— TASK OBJECTIVE —
Reproduce verbatim every line of the records below, starting at the line that contains "Mark the innermost point of each instance of the support" and continuing through the last line of the records, with both ends included.

— DATASET CONTENT —
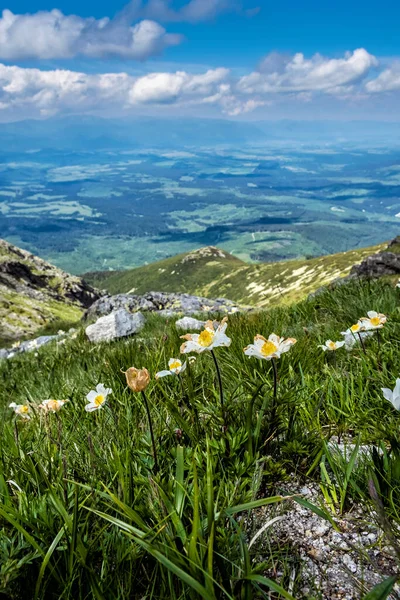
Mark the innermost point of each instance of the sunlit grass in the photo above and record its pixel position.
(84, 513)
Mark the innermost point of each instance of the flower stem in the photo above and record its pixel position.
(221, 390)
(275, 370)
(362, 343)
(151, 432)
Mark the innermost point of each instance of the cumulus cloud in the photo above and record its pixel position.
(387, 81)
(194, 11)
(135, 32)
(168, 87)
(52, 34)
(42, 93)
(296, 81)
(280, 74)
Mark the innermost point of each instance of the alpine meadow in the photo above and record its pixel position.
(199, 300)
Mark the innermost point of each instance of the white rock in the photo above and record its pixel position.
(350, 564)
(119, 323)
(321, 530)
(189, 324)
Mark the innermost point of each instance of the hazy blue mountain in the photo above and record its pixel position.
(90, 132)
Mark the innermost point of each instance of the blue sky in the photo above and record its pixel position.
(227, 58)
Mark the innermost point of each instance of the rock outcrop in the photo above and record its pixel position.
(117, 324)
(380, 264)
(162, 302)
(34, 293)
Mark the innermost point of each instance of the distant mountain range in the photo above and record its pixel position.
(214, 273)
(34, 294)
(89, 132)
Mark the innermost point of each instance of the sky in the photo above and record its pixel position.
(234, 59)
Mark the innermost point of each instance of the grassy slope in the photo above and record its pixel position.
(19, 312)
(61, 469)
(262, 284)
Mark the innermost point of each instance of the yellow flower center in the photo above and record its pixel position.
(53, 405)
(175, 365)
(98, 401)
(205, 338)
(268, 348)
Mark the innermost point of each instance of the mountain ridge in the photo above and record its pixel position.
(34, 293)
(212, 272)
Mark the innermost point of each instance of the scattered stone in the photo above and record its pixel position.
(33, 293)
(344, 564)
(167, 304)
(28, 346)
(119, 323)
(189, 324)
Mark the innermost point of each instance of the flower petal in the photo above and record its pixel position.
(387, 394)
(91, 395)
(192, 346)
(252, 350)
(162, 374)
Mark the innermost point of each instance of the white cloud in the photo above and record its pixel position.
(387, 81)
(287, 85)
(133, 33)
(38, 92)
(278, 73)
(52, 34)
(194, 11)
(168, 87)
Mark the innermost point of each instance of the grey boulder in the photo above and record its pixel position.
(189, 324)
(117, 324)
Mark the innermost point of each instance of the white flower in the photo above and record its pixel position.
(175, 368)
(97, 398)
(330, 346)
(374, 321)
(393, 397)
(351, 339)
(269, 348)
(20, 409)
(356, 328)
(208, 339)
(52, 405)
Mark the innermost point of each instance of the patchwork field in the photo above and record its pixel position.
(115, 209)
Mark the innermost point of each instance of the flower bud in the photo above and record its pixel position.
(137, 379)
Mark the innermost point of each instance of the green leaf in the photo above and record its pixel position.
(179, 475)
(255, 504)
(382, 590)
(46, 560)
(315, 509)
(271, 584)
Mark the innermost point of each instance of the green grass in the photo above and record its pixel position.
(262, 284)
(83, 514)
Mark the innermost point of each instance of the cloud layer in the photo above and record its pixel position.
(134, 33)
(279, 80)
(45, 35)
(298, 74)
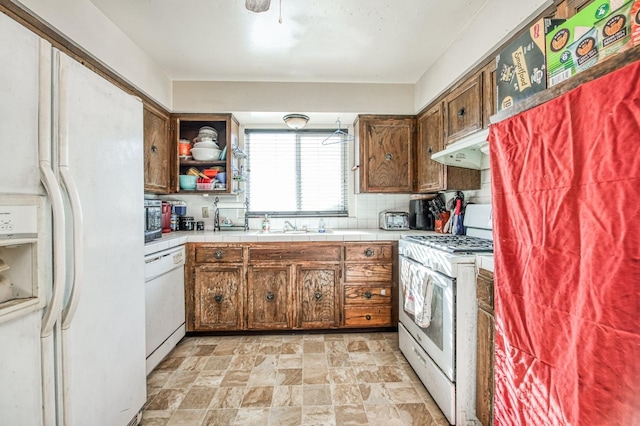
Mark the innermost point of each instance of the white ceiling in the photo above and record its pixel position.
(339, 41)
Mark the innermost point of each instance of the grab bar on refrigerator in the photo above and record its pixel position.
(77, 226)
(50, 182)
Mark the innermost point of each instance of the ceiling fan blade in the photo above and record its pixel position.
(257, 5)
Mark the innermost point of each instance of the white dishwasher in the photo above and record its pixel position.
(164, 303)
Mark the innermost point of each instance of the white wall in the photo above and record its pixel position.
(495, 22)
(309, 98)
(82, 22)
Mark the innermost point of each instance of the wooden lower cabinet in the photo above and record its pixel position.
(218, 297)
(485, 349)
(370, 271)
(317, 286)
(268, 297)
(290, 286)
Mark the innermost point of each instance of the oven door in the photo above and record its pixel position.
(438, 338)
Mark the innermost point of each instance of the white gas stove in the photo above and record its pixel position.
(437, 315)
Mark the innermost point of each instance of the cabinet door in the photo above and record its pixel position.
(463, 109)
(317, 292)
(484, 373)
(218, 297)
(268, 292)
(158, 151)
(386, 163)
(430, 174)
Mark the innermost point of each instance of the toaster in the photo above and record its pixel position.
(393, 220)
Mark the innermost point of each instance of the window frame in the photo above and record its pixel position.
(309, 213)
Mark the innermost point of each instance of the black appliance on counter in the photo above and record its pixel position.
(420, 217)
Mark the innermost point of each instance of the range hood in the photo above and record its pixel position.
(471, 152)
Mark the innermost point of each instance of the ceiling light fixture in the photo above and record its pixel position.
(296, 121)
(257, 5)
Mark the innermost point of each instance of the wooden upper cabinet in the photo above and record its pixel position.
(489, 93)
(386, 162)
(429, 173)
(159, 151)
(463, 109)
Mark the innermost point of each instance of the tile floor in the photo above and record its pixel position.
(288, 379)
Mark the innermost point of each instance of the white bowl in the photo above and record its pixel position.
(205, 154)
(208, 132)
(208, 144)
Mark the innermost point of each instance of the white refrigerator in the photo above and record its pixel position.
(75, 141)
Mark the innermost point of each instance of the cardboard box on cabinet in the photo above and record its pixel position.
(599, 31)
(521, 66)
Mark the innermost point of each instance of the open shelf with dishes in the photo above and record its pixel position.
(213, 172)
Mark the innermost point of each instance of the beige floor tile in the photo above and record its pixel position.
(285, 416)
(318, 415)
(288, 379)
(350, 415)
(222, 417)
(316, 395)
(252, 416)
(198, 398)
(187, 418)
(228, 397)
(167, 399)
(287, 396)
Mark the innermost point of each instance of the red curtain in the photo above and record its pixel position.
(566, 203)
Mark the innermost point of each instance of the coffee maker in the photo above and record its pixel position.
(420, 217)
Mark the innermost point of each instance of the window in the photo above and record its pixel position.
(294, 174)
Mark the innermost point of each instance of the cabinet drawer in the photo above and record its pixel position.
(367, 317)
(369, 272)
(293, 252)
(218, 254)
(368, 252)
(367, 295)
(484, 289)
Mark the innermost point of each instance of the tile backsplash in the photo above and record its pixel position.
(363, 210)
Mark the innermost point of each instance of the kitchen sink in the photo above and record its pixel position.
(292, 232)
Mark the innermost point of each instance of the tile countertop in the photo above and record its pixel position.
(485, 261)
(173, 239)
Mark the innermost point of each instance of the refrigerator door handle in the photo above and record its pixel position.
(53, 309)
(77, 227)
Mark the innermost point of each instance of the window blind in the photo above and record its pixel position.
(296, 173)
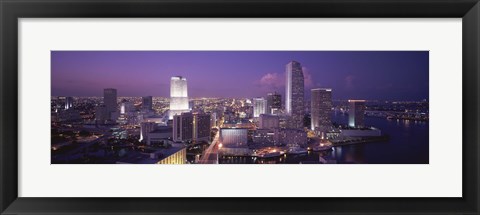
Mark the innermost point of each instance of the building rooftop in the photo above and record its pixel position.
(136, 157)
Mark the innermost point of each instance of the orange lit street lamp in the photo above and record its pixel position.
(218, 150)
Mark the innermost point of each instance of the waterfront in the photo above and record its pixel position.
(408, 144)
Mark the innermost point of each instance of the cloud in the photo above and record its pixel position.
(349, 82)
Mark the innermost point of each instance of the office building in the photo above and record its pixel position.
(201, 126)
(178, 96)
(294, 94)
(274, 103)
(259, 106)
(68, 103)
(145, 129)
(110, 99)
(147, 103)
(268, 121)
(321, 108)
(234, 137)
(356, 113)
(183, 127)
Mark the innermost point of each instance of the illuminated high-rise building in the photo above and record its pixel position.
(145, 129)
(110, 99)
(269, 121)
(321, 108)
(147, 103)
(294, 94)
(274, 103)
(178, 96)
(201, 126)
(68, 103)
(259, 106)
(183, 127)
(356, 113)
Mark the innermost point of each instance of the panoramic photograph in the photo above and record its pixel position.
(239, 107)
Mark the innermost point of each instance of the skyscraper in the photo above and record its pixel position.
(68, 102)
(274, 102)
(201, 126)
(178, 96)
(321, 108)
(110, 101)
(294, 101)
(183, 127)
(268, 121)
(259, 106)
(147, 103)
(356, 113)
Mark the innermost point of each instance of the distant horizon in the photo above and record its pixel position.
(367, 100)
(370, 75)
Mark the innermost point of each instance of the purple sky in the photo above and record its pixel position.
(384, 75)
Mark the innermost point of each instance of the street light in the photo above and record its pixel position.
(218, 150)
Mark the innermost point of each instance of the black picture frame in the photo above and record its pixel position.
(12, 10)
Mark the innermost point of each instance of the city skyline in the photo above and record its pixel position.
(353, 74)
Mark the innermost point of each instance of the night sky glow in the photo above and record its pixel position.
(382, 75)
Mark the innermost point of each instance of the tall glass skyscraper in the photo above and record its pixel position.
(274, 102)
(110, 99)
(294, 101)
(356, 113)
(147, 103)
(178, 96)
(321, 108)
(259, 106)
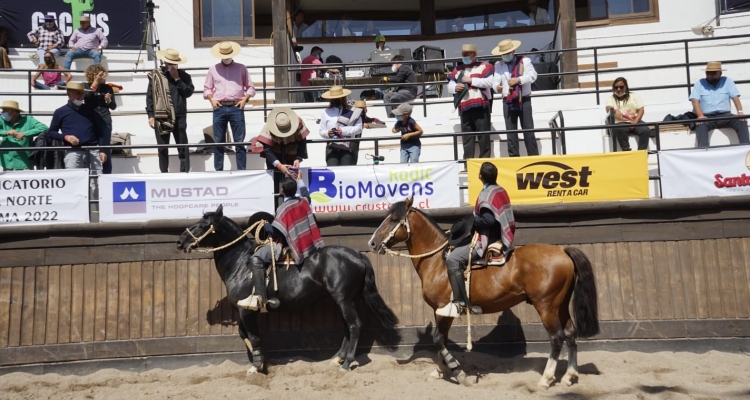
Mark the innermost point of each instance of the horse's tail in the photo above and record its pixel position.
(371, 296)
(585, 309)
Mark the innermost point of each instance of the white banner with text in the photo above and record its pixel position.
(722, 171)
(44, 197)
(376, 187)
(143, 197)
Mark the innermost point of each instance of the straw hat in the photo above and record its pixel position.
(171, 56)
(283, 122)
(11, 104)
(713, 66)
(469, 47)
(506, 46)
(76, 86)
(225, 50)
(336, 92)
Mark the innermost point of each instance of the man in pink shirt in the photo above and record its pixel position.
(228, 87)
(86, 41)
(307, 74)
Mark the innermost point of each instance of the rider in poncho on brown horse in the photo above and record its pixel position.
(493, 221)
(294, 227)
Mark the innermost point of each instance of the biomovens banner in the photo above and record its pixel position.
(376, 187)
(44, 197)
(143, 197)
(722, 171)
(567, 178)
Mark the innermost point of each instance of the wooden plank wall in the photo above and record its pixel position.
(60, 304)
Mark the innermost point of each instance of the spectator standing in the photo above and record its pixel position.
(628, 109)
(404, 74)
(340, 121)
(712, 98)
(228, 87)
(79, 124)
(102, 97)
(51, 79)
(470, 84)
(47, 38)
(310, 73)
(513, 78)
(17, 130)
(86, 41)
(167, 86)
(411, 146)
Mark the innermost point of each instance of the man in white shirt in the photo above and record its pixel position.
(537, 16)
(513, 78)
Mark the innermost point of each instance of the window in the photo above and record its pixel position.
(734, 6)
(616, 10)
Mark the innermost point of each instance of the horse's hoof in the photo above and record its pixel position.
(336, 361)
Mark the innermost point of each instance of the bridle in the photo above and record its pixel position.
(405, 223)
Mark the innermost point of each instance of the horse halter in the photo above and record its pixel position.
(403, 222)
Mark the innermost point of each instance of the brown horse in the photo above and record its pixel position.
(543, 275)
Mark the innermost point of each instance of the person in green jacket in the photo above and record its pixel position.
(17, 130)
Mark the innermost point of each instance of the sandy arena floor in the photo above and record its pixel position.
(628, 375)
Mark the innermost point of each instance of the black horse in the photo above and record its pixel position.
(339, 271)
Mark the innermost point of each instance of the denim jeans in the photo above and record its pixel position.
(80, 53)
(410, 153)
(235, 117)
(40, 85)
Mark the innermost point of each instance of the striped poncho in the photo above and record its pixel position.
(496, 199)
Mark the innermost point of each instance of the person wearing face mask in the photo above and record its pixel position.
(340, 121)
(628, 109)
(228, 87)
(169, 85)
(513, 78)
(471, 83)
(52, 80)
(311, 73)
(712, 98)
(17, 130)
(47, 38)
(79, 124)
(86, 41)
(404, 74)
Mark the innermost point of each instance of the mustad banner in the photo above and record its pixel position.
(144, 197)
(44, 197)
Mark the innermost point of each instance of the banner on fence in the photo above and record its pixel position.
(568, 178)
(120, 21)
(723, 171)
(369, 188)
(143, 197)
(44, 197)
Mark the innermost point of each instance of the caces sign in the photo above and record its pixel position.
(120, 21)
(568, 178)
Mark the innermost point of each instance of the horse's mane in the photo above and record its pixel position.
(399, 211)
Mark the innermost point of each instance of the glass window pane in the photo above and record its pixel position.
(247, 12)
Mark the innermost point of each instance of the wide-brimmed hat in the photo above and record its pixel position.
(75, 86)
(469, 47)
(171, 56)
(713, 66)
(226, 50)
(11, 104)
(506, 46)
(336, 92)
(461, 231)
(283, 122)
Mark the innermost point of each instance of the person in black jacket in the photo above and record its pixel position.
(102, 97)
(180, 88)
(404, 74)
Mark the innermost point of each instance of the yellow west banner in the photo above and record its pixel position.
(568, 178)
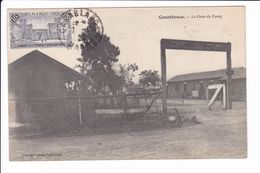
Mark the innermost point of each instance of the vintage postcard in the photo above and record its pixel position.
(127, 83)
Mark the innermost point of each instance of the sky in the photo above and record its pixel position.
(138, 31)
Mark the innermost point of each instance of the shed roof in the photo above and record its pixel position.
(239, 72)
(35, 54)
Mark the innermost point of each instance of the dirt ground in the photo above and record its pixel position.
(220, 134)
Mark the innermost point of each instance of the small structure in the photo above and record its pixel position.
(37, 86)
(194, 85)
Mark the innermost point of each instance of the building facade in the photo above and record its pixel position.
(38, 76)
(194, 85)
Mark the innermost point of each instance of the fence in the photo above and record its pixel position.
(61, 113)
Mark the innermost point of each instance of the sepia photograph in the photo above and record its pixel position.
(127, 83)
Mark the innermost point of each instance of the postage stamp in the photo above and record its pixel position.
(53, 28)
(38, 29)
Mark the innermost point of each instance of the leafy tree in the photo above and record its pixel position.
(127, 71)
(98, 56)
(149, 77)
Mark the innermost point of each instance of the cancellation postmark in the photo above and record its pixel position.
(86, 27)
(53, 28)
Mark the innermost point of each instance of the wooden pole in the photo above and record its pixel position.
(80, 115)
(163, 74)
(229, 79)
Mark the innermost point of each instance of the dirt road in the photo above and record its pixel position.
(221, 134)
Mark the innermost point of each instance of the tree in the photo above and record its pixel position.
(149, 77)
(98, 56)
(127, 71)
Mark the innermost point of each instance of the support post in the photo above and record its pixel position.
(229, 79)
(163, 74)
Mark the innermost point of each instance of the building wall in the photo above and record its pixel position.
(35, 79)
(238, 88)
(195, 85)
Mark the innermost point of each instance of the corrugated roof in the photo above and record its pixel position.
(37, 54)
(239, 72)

— ANSWER FOR THIS EXERCISE —
Mark the innermost point of each instance of the support post in the photo above and record its pixel position.
(229, 79)
(163, 74)
Mark the innermost point of each instance of the building wall in the photo above and record its pixel position.
(35, 79)
(238, 88)
(195, 85)
Mark the innermost point of each instance of the corrugated roof in the photo above and record its pixel position.
(37, 54)
(239, 72)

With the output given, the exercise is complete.